***** Excerpt provided
The pain is felt in the front of the lower leg, usually on the medial (inside) portion of the shins. It is an inflammation of muscles, tendons, and bone tissue around the tibia bone. It may feel sharp and razor-like, or it may be a deep throbbing pain, that flairs up during activity or immediately afterwards. It may be tender to the touch and slightly swollen. Often times, people who are beginning a new training regime or those who suddenly ramp up their program may experience shin splints.
Shin splints often occur from the intense, repetitive activity, but it is also commonly contributed from having flat or stiff arched feet, over pronating your feet while running, and not properly warming up tight muscles before activity. Here are some tips on how to help treat your shin splint pain:
- Rest – When you experience pain in your shins, stop the activity that you are doing right away. It is often an over use injury and you need to rest to allow the pain to subside and to heal. Do not do the activity until all pain or swelling is completely gone, and then you can slowly try to start up again, as long as you do not experience any more pain.
- RICE – Again, when experiencing pain and inflammation, follow the RICE protocol: Rest, Ice, Compress, and Elevate. Your doctor may even prescribe some over the counter anti-inflammatory medicine, such as ibuprofen, to help reduce the pain and swelling.
**********
**Prompt A:**
For each statement, state yes or no according to the passage on shin splints, and quote the exact words that settle it: (i) The pain is usually felt on the inside portion of the shins. (ii) Shin splints involve inflammation around the fibula. (iii) An activity may be resumed once the pain has partly eased.
**Prompt B:**
Proceed with the passage on shin splints, beginning immediately after its final sentence.
None of the items has any bearing on the passage on shin splints.
***** Data under study
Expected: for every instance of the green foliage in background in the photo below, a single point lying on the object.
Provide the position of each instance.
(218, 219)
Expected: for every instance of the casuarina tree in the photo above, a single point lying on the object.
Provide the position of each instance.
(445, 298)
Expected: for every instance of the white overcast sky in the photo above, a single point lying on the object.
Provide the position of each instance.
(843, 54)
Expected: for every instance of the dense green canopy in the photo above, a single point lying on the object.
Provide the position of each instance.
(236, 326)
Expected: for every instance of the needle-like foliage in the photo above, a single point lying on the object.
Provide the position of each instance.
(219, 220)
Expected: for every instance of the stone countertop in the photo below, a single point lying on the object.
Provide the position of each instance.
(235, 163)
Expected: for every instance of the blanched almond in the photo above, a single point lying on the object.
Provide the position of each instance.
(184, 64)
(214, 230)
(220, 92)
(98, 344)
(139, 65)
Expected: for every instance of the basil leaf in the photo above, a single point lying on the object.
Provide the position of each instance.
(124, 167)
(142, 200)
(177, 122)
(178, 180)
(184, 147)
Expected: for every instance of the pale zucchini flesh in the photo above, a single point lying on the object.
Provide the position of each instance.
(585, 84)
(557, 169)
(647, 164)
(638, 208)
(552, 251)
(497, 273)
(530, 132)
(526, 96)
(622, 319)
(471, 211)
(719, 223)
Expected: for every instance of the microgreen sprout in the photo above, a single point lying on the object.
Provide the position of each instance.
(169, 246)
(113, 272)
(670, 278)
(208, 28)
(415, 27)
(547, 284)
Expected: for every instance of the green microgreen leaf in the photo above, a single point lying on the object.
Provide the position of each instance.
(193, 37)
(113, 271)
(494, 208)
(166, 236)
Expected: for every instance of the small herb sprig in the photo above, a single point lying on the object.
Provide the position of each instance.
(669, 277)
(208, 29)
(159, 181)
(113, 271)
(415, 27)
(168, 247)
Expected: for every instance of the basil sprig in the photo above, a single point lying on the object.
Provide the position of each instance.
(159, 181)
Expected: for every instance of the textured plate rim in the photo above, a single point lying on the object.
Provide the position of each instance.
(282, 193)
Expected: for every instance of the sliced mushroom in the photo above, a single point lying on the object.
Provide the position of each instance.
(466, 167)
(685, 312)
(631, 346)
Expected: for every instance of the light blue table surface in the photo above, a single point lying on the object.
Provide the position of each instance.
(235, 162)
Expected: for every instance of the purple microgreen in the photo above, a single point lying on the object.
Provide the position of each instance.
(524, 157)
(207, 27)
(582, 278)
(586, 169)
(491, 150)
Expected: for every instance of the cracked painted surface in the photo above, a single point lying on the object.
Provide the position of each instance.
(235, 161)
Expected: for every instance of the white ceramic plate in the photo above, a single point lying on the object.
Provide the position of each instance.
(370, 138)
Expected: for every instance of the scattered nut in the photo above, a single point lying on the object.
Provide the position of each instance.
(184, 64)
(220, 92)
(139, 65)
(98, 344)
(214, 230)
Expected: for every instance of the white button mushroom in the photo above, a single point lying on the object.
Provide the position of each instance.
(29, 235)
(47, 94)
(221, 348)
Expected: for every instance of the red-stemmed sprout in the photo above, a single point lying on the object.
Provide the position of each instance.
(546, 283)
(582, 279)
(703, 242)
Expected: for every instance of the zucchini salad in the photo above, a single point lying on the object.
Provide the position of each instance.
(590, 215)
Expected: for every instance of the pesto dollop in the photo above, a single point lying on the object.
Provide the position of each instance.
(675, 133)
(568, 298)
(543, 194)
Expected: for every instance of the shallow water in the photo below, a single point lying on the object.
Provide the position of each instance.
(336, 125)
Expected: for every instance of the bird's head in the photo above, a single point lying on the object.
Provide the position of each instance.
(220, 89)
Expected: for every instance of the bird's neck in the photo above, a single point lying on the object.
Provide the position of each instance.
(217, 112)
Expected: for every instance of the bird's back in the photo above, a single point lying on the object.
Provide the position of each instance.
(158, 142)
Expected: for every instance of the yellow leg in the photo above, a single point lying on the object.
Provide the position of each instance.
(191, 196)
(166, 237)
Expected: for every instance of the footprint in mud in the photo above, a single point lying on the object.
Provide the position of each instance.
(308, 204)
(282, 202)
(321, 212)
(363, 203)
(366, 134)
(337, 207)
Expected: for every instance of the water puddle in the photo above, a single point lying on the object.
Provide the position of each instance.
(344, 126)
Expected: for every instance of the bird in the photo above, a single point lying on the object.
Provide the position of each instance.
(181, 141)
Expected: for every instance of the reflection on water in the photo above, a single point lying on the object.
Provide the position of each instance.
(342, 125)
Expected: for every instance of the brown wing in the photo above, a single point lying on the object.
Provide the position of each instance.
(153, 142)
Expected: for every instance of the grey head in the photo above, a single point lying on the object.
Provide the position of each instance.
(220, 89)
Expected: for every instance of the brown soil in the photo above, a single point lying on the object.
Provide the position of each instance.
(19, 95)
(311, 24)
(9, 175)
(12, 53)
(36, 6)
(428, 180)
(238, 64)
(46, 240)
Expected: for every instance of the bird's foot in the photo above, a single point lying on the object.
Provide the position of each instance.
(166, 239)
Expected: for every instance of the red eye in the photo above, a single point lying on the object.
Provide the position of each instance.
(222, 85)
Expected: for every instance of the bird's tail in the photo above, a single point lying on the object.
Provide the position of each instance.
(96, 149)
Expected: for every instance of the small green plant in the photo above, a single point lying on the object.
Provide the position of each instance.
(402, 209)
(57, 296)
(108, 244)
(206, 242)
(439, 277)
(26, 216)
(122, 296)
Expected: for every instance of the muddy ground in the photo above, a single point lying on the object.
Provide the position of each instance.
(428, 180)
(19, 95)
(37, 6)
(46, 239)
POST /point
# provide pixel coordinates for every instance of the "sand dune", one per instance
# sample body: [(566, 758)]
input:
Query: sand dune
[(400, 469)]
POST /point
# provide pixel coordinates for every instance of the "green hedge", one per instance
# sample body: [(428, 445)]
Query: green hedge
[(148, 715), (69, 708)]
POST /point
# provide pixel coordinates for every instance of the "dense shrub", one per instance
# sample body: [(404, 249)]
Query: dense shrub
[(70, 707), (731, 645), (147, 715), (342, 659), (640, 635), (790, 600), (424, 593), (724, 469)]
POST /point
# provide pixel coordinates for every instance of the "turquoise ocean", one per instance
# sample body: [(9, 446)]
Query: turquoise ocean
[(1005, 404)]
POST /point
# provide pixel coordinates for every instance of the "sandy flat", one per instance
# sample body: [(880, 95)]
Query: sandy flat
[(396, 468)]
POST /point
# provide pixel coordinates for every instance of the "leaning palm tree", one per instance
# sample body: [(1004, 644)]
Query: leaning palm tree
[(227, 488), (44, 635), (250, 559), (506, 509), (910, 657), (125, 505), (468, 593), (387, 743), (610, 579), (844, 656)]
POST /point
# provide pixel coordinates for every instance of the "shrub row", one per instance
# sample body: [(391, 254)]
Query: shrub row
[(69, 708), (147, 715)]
**********
**Expected output A:**
(i) Yes: "usually on the medial (inside) portion of the shins."
(ii) No: "It is an inflammation of muscles, tendons, and bone tissue around the tibia bone."
(iii) No: "Do not do the activity until all pain or swelling is completely gone"

**Expected output B:**
- Shoes – Wear supportive shoes for your activity and foot. If you need to, add arch supports to your athletic shoes and make sure your foot is being properly supported and cushioned to reduce the impact of running and jumping. Also, if you are frequent runner, make sure you replace your shoes often. Worn out shoes will add stress and strain to your muscles.
- Stretching Exercises – Having tight muscles and lacking flexibility in the calves and feet areas can be causing your shin splints. Do range of motion exercised of the feet and ankles. Before and after activity, stretch your calf muscles (gastrocs and soleus muscles). You can do some against the wall calf stretches. Even do some calf raises to help strengthen possibly weak muscles to help create more muscle balance. Always warm up your muscles before any activity to get the blood flowing and your muscles ready for the activity.
- Massage - The simple act of rubbing can stimulate the blood flow to the area and help reduce pain. Once any swelling has gone down, start to do some simple massaging and range of motion exercises. Receiving massages on the lower legs can help reduce tightened muscles and increase your range of motion and flexibility as well.